--- start ---

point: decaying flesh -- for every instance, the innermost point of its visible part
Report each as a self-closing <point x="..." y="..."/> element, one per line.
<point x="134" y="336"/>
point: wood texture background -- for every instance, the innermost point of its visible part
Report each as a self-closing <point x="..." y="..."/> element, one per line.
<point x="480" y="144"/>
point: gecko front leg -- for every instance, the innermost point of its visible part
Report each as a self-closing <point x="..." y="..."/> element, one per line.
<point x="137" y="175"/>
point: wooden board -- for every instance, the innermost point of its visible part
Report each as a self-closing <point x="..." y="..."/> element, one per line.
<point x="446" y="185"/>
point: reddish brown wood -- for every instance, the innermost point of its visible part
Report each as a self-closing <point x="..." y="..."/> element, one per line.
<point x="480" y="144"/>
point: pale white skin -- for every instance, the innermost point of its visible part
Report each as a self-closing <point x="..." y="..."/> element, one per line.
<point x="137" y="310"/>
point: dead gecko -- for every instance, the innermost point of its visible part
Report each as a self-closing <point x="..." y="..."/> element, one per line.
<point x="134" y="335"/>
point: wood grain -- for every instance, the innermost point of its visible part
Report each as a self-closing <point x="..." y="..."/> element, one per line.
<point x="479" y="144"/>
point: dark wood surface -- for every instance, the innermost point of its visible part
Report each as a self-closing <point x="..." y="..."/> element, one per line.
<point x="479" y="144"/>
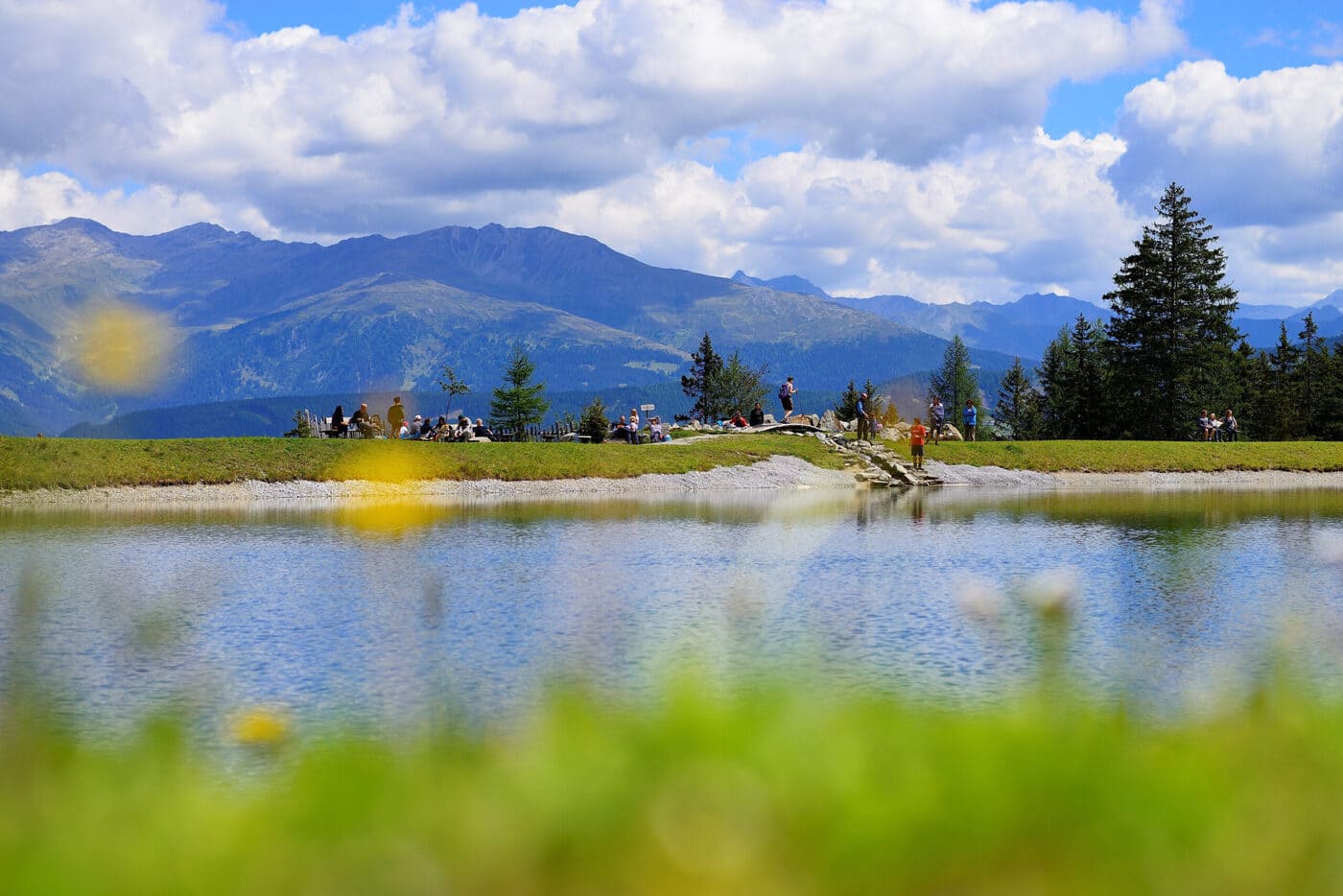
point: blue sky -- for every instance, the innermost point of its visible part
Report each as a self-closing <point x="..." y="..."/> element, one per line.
<point x="946" y="150"/>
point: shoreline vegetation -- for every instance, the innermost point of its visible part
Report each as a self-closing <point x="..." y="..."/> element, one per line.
<point x="30" y="465"/>
<point x="768" y="790"/>
<point x="1094" y="456"/>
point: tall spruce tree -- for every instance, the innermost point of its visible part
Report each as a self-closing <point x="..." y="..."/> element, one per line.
<point x="848" y="407"/>
<point x="955" y="380"/>
<point x="741" y="386"/>
<point x="1313" y="358"/>
<point x="1171" y="340"/>
<point x="1084" y="373"/>
<point x="520" y="402"/>
<point x="1283" y="415"/>
<point x="1054" y="398"/>
<point x="1017" y="412"/>
<point x="704" y="380"/>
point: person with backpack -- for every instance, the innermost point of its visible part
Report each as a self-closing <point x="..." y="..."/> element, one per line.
<point x="786" y="393"/>
<point x="863" y="420"/>
<point x="917" y="434"/>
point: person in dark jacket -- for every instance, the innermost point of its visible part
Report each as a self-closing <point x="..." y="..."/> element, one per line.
<point x="360" y="420"/>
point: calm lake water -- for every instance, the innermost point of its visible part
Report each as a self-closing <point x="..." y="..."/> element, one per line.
<point x="393" y="614"/>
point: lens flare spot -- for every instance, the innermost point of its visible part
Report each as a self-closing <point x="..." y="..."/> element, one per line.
<point x="121" y="348"/>
<point x="259" y="727"/>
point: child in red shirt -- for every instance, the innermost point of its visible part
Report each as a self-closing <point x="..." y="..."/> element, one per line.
<point x="917" y="434"/>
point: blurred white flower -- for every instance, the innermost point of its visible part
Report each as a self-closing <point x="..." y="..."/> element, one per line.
<point x="979" y="601"/>
<point x="1054" y="591"/>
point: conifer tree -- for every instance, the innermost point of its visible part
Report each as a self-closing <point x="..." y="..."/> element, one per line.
<point x="739" y="386"/>
<point x="702" y="382"/>
<point x="1308" y="372"/>
<point x="1171" y="335"/>
<point x="519" y="403"/>
<point x="1282" y="413"/>
<point x="1053" y="386"/>
<point x="1017" y="412"/>
<point x="876" y="403"/>
<point x="848" y="407"/>
<point x="955" y="380"/>
<point x="1084" y="380"/>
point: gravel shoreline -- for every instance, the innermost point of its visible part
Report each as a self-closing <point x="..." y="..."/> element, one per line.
<point x="778" y="472"/>
<point x="1150" y="482"/>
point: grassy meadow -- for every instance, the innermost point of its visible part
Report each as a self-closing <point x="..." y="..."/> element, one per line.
<point x="1139" y="457"/>
<point x="768" y="790"/>
<point x="81" y="463"/>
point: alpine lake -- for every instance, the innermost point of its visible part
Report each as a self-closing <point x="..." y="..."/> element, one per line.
<point x="396" y="616"/>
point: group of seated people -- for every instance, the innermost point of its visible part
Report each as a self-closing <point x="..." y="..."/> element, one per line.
<point x="425" y="429"/>
<point x="1218" y="429"/>
<point x="419" y="427"/>
<point x="627" y="429"/>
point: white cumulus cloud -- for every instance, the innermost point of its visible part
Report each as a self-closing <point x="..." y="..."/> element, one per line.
<point x="1249" y="151"/>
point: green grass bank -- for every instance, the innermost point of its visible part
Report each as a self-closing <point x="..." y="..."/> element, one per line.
<point x="1141" y="457"/>
<point x="81" y="463"/>
<point x="776" y="790"/>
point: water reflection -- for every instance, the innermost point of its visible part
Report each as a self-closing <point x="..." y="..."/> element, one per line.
<point x="465" y="607"/>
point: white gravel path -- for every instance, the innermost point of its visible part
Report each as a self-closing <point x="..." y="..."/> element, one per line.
<point x="1226" y="480"/>
<point x="779" y="472"/>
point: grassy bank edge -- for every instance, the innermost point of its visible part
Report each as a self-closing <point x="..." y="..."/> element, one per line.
<point x="1141" y="457"/>
<point x="29" y="463"/>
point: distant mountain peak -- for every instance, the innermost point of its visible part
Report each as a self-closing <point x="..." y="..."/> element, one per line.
<point x="786" y="284"/>
<point x="83" y="224"/>
<point x="1332" y="299"/>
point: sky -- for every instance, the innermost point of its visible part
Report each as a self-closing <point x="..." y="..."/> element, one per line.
<point x="944" y="150"/>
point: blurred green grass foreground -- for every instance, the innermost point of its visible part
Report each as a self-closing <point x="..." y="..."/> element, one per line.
<point x="704" y="790"/>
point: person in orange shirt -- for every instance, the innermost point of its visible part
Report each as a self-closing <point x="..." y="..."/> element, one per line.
<point x="917" y="436"/>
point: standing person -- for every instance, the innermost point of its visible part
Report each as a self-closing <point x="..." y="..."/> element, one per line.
<point x="395" y="415"/>
<point x="863" y="422"/>
<point x="936" y="416"/>
<point x="363" y="422"/>
<point x="786" y="393"/>
<point x="917" y="436"/>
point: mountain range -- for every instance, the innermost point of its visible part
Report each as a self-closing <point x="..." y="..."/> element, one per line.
<point x="259" y="319"/>
<point x="251" y="318"/>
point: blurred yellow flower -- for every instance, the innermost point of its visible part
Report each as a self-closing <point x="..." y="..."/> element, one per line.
<point x="120" y="348"/>
<point x="259" y="727"/>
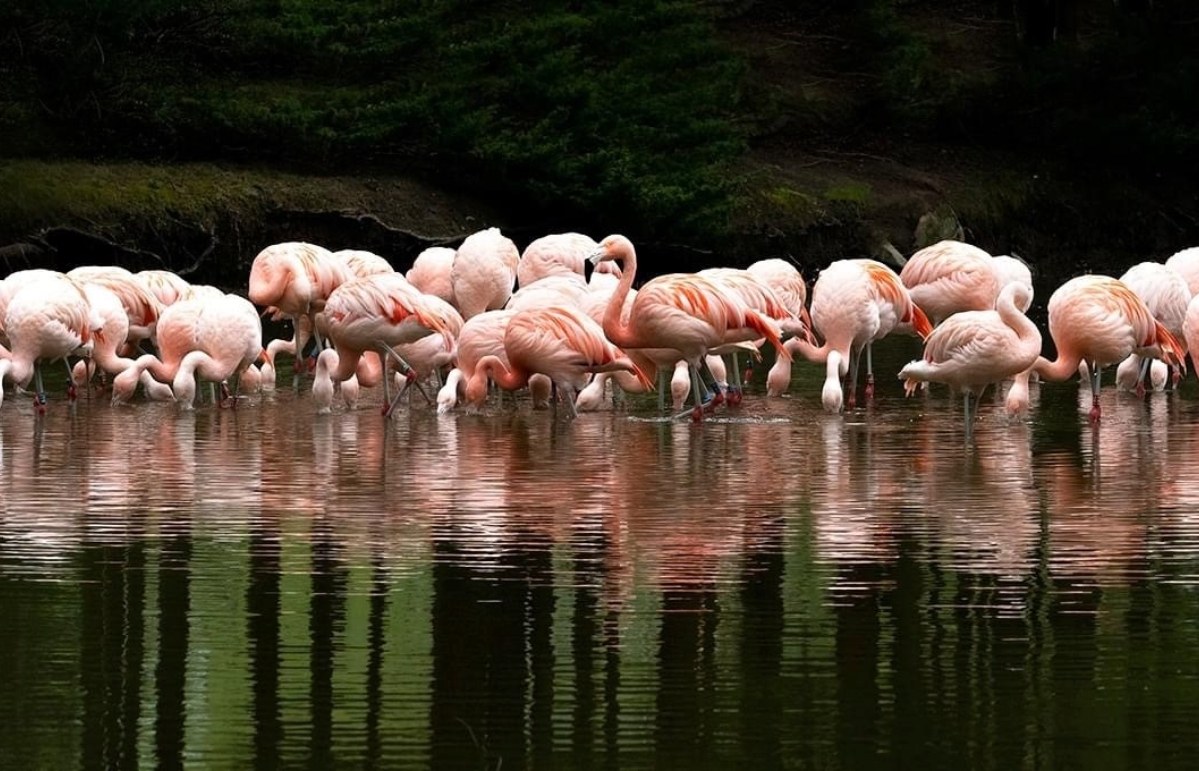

--- end ---

Find every line in the rows above that contains the word "lake" and copy each of those lines in full.

- Reply to the task -
point: calm lake water -- for every instance, the innermost point of its visible part
point: alpine lake -- for every instance, the innermost point of its visible part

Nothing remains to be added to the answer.